+++ Reading text

Key Announcements from the Google Performance Summit 2016

Walking the Walk: Mobile first's transition from buzzword to reality takes a big step forward.





This lets you anchor your base keyword bid to the device most valuable to your business and then set bid adjustments for each of the other devices. You will also have a wider range to adjust bids, up to +900% – Sridhar Ramaswamy

Being able to set separate bid adjustments for mobile, desktop and tablet will let advertisers with key mobile audiences make them the focal point of campaigns.


In early testing, advertisers reported increased click-though rates of up to 20% with a new, longer ad text configuration of two 30-character headlines and one 80 character description line.

This could be because more text gives advertisers slightly more scope to include important selling points rather than being forced to pick and choose to the detriment of accuracy or uniqueness.

Currently, ad text is constrained to 25 character headline and two 35-character description lines.

It could be argued that these higher CTRs are due to the novelty of a new format drawing more traffic away from organic results, so it will be interesting to see if the percentages decrease over time as users normalise to the extended text. Nevertheless, as the changes roll out later this year, it’s worth planning ahead to ensure the opportunity to express more about your brand’s value is taken advantage of.

++++++

• Required task:
Decide whether each statement agrees with the summit article, answering yes or no and quoting the deciding words: 1. The new ad text format includes two 30-character headlines. 2. Current ad text allows three description lines. 3. Bid adjustments can now reach up to +500%.

+++ Data extract

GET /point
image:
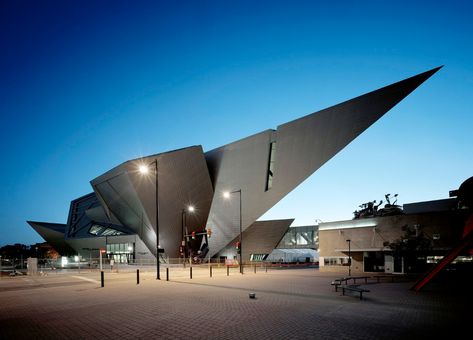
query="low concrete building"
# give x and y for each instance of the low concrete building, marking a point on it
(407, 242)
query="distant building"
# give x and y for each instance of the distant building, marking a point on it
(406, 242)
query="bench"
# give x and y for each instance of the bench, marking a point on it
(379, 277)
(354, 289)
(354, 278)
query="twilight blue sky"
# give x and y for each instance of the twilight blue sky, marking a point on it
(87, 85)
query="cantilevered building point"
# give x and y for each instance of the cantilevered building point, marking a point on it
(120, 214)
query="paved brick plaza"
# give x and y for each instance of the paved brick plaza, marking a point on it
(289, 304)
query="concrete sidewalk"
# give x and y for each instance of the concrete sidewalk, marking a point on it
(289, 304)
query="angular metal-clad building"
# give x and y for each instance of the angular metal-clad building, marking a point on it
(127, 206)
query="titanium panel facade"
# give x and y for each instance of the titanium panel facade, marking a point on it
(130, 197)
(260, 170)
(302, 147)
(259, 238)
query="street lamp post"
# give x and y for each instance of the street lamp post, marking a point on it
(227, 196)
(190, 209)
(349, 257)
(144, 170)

++++++

• Written response:
1. Yes: "two 30-character headlines and one 80 character description line"
2. No: "two 35-character description lines"
3. No: "up to +900%"